## Request A
Answer these questions from the MATLAB predictor-score text:
(i) What does a large score value indicate?
(ii) In the example where the last five of 10 columns in Tbl are the predictors, score(3) holds the score of which column of Tbl?
(iii) Which function converts variable names in Tbl that are not valid?
## Request B
Write the next part of the MATLAB predictor-score text, picking up after its final sentence.

## Source extract
A large score value indicates that the corresponding predictor is important.

  • If you use X to specify the predictors or use all the variables in Tbl as predictors, then the values in scores have the same order as the predictors in X or Tbl.

  • If you specify a subset of variables in Tbl as predictors, then the values in scores have the same order as the subset.

For example, suppose Tbl includes 10 columns and you specify the last five columns of Tbl as the predictor variables by using formula. Then, score(3) contains the score value of the 8th column in Tbl, which is the third predictor in the subset.

Tips

  • If you specify the response variable and predictor variables by using the input argument formula, then the variable names in the formula must be both variable names in Tbl (Tbl.Properties.VariableNames) and valid MATLAB identifiers.

    You can verify the variable names in Tbl by using the isvarname function. The following code returns logical 1 (true) for each variable that has a valid variable name.

    cellfun(@isvarname,Tbl.Properties.VariableNames)
    If the variable names in Tbl are not valid, then convert them by using the matlab.lang.makeValidName function.

## Given records
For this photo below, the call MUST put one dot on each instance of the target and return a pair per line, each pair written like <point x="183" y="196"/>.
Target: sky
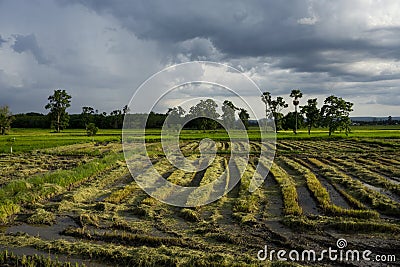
<point x="102" y="51"/>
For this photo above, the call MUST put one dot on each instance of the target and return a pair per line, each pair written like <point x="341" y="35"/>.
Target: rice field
<point x="78" y="205"/>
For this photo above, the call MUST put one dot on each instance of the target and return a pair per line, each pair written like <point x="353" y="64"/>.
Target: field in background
<point x="70" y="198"/>
<point x="25" y="140"/>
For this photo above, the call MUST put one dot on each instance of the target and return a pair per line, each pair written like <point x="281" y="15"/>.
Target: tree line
<point x="334" y="114"/>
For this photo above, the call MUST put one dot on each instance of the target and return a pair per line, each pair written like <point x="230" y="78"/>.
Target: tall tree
<point x="273" y="108"/>
<point x="126" y="109"/>
<point x="289" y="121"/>
<point x="86" y="115"/>
<point x="58" y="103"/>
<point x="296" y="94"/>
<point x="206" y="114"/>
<point x="312" y="113"/>
<point x="244" y="117"/>
<point x="5" y="119"/>
<point x="175" y="116"/>
<point x="228" y="115"/>
<point x="335" y="114"/>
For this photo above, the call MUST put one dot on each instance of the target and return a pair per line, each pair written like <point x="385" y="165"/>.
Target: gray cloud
<point x="102" y="50"/>
<point x="297" y="33"/>
<point x="28" y="43"/>
<point x="2" y="41"/>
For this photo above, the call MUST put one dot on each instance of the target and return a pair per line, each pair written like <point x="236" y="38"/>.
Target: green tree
<point x="292" y="121"/>
<point x="87" y="115"/>
<point x="335" y="114"/>
<point x="175" y="116"/>
<point x="5" y="119"/>
<point x="244" y="117"/>
<point x="296" y="94"/>
<point x="117" y="118"/>
<point x="228" y="115"/>
<point x="273" y="108"/>
<point x="58" y="104"/>
<point x="126" y="109"/>
<point x="206" y="114"/>
<point x="91" y="129"/>
<point x="312" y="114"/>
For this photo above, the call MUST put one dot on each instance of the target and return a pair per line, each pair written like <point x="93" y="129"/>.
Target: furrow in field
<point x="358" y="189"/>
<point x="371" y="179"/>
<point x="305" y="199"/>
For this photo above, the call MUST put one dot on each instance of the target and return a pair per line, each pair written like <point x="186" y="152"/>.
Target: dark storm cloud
<point x="2" y="41"/>
<point x="296" y="32"/>
<point x="28" y="43"/>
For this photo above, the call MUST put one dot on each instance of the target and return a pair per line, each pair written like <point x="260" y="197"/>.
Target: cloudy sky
<point x="101" y="51"/>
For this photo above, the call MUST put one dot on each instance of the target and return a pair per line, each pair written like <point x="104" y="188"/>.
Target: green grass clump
<point x="10" y="259"/>
<point x="40" y="187"/>
<point x="322" y="196"/>
<point x="289" y="192"/>
<point x="381" y="202"/>
<point x="42" y="216"/>
<point x="190" y="215"/>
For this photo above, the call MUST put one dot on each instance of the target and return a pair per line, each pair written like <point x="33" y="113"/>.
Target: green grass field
<point x="67" y="199"/>
<point x="24" y="140"/>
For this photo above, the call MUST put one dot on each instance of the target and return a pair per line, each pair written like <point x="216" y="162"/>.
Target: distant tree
<point x="116" y="118"/>
<point x="228" y="115"/>
<point x="91" y="129"/>
<point x="5" y="119"/>
<point x="58" y="103"/>
<point x="126" y="109"/>
<point x="390" y="120"/>
<point x="244" y="117"/>
<point x="312" y="114"/>
<point x="267" y="99"/>
<point x="274" y="108"/>
<point x="335" y="114"/>
<point x="175" y="116"/>
<point x="292" y="121"/>
<point x="206" y="114"/>
<point x="87" y="115"/>
<point x="296" y="94"/>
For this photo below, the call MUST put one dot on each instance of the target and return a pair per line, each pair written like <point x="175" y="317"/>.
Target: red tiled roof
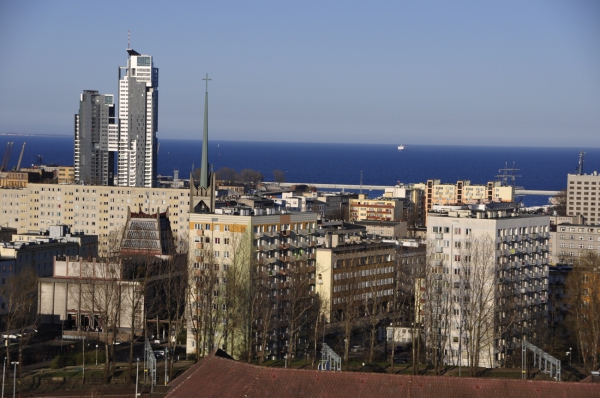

## Final result A
(i) The corresponding predictor is important.
(ii) The 8th column.
(iii) matlab.lang.makeValidName

## Final result B
    Tbl.Properties.VariableNames = matlab.lang.makeValidName(Tbl.Properties.VariableNames);

Algorithms

collapse all

Univariate Feature Ranking Using Chi-Square Tests

  • fscchi2 examines whether each predictor variable is independent of a response variable by using individual chi-square tests. A small p-value of the test statistic indicates that the corresponding predictor variable is dependent on the response variable, and, therefore is an important feature.

  • The output scores is –log(p). Therefore, a large score value indicates that the corresponding predictor is important. If a p-value is smaller than eps(0), then the output is Inf.

  • fscchi2 examines a continuous variable after binning, or discretizing, the variable. You can specify the number of bins using the 'NumBins' name-value pair argument.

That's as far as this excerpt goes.